> [Your goal]: Copy every line of the records below where the word "Indicate" occurs.

##### Data to examine #####

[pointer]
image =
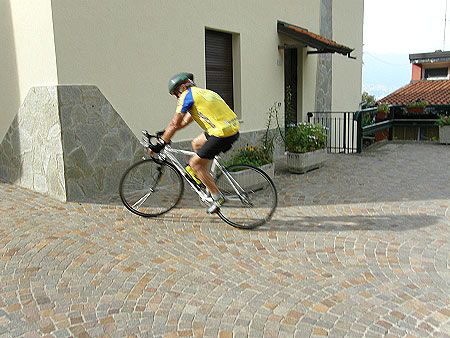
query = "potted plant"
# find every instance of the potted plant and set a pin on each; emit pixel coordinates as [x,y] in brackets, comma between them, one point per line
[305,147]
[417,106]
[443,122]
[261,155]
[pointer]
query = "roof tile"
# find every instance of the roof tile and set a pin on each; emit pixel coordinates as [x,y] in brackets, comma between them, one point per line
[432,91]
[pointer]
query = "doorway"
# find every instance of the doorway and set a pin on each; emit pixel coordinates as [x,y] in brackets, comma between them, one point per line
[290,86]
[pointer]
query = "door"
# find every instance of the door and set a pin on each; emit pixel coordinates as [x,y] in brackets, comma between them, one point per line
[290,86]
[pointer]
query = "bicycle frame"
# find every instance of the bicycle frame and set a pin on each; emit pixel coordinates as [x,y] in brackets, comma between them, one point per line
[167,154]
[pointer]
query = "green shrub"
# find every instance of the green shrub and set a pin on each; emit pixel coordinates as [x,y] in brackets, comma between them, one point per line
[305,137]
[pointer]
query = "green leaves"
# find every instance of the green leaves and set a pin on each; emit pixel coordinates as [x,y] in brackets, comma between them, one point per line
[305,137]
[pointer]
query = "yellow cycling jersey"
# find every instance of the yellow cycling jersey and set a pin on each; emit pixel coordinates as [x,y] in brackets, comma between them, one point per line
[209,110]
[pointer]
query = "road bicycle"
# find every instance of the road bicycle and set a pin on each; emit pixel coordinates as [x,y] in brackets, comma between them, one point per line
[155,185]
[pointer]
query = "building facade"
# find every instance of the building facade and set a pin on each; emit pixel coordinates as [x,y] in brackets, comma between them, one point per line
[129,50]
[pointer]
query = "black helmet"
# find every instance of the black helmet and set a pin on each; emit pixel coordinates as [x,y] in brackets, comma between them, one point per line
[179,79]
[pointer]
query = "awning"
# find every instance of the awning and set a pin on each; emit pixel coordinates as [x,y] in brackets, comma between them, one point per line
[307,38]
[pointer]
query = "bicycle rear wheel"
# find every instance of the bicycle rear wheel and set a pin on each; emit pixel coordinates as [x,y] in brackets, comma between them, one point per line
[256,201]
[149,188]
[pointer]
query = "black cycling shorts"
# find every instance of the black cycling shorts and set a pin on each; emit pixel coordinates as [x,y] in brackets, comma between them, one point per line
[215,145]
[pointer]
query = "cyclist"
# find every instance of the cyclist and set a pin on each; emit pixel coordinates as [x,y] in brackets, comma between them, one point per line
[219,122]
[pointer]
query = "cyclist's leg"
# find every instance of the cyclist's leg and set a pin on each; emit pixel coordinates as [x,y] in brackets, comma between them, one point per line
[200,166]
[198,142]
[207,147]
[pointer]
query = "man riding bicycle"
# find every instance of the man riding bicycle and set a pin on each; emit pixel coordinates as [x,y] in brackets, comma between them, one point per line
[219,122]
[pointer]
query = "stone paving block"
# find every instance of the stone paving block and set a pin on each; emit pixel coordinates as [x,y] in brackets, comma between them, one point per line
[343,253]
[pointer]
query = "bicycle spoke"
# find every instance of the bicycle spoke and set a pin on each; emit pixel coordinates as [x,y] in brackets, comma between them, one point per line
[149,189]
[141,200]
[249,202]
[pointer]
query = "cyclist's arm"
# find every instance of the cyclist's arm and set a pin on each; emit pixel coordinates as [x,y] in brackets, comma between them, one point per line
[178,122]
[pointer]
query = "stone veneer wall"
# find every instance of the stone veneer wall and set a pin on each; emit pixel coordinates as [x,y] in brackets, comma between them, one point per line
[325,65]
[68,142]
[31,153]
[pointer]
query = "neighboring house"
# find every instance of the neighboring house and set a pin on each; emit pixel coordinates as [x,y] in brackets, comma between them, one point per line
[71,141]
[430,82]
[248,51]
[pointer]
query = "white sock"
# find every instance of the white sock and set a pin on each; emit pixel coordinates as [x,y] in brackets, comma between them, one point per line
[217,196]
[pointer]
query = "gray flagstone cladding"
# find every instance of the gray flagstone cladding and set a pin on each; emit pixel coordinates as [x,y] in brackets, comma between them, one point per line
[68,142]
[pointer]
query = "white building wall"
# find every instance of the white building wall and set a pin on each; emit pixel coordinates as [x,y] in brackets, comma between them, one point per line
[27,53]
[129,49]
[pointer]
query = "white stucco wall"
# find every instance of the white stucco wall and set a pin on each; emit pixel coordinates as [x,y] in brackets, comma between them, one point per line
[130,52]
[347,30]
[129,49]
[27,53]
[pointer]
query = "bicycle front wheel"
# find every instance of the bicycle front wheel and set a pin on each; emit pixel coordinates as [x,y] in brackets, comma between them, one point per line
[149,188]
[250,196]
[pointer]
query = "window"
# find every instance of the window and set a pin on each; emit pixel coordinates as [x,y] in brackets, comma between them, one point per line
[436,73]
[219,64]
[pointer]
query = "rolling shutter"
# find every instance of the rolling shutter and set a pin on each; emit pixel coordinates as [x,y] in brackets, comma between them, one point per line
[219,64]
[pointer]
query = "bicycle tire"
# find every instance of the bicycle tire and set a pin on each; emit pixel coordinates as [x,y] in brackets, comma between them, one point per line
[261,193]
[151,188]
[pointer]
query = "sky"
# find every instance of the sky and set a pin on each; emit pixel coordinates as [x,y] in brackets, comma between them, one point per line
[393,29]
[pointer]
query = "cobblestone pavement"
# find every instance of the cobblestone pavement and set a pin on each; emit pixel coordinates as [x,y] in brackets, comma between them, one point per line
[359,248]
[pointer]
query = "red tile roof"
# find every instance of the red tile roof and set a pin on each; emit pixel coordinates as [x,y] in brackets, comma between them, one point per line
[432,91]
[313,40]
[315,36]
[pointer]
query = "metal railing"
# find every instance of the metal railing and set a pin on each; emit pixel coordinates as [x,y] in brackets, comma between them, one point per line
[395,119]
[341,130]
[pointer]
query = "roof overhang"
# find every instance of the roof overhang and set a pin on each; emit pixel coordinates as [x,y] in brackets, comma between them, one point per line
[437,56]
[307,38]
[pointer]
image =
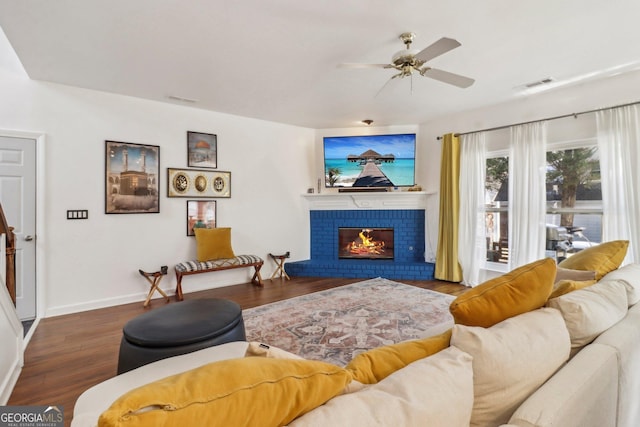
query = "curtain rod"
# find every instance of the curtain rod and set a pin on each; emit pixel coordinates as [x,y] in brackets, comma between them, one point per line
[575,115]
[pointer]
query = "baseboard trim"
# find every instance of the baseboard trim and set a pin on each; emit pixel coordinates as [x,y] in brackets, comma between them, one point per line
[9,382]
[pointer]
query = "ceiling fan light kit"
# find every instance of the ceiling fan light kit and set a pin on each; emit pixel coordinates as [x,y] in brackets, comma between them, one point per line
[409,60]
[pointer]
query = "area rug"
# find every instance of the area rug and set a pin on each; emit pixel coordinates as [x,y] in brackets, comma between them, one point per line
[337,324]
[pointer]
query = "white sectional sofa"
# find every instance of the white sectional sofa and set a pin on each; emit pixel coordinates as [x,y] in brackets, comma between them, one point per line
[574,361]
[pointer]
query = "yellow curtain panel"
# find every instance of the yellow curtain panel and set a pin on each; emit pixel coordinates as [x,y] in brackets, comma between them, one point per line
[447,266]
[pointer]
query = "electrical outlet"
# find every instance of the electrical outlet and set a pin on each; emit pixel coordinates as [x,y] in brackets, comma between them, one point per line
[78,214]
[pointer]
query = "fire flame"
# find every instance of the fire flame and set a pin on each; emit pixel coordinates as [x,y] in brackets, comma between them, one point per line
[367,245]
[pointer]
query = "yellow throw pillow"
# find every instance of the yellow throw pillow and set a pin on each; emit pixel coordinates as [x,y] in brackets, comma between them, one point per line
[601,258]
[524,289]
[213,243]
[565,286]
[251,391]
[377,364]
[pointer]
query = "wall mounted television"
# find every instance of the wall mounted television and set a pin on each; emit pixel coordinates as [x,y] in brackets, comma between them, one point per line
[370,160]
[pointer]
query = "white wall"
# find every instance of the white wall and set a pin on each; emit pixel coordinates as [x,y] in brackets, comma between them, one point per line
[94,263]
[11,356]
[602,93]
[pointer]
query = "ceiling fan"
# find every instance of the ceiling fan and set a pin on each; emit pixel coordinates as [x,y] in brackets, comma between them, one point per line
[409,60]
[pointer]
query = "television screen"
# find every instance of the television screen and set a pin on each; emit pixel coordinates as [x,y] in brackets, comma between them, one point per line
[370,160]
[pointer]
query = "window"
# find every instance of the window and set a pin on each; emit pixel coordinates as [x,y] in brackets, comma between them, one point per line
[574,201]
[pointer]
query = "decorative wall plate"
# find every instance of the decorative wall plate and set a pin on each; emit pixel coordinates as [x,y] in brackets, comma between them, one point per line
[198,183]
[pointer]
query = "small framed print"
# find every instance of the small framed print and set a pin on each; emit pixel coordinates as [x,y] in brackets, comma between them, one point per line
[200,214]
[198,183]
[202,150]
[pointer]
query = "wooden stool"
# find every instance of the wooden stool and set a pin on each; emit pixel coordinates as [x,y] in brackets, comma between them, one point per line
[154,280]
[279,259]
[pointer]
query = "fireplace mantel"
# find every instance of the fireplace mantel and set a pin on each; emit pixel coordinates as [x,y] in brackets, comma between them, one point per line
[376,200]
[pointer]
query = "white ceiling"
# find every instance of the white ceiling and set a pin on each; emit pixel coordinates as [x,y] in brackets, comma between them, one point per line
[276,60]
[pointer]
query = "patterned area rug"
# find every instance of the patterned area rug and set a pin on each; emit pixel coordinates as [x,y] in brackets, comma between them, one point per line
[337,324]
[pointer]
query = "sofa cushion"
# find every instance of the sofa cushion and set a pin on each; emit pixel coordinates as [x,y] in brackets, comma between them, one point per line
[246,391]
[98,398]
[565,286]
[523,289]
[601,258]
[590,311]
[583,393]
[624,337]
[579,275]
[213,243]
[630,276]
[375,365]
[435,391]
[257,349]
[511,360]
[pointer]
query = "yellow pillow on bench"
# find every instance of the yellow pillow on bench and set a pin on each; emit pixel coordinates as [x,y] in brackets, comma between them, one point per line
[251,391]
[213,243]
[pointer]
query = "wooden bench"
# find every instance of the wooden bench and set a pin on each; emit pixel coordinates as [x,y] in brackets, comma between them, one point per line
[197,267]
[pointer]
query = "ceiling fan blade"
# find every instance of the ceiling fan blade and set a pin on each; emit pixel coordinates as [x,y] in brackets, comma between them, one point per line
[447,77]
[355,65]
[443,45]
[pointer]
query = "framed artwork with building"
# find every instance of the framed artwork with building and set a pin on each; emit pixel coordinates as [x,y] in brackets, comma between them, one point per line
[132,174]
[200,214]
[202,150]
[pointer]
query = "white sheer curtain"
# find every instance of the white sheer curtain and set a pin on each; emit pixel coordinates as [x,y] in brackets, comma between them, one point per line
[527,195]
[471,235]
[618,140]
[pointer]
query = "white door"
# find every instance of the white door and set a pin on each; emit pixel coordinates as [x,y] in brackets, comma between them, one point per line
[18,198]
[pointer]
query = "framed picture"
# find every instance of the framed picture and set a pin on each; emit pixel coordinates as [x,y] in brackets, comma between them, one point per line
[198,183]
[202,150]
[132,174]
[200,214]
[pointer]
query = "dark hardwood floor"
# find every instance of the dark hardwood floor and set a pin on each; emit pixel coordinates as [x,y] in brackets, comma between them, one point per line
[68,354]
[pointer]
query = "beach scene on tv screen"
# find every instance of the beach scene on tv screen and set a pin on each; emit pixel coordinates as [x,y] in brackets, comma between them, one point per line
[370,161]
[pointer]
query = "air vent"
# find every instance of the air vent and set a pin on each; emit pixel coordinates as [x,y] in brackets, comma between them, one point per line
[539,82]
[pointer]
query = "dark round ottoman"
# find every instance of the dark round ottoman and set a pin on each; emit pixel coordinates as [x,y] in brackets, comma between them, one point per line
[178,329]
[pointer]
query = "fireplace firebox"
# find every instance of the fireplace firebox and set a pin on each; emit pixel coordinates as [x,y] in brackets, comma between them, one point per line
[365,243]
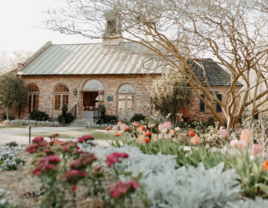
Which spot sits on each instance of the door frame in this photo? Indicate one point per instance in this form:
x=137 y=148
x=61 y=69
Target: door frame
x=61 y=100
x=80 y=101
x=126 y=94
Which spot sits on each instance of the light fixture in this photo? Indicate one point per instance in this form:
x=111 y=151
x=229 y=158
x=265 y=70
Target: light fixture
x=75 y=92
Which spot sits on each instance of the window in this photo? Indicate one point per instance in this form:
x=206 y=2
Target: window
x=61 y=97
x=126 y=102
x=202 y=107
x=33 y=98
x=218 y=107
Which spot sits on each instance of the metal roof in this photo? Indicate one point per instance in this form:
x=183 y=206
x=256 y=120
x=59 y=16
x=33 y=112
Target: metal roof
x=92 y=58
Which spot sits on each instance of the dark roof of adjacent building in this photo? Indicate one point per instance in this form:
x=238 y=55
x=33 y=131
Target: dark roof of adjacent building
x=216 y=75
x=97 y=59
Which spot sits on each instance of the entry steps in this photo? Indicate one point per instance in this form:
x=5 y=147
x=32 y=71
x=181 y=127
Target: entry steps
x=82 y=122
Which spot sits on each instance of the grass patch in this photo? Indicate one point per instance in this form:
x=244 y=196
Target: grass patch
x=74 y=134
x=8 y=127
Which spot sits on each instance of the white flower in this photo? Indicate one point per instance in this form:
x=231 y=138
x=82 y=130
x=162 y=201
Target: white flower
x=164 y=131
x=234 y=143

#####

> [Result of the task]:
Which spot sits on each instance of the door frame in this photo? Indicate one point per instance in this form:
Which spot sits on each instance of the light fixture in this photo? Indicate one point per instance in this form:
Which spot sits on each instance of the window in this photo? Indicate one point per instance in this form:
Which spot sits on each instance of the metal roof in this photo? Indicate one point per instance in this form:
Which spot sits on each instance of the dark roof of adjacent building in this photo? Indicate one point per instance in this form:
Which spot sits on each instance of the entry steps in this photo? Indicate one point per instance in this form:
Which spot sits on each instance of the grass patch in this photo? Indicate one point per instance in this form:
Which spot sits on each instance of the white flower in this photo? Indicate one point per instance in this form:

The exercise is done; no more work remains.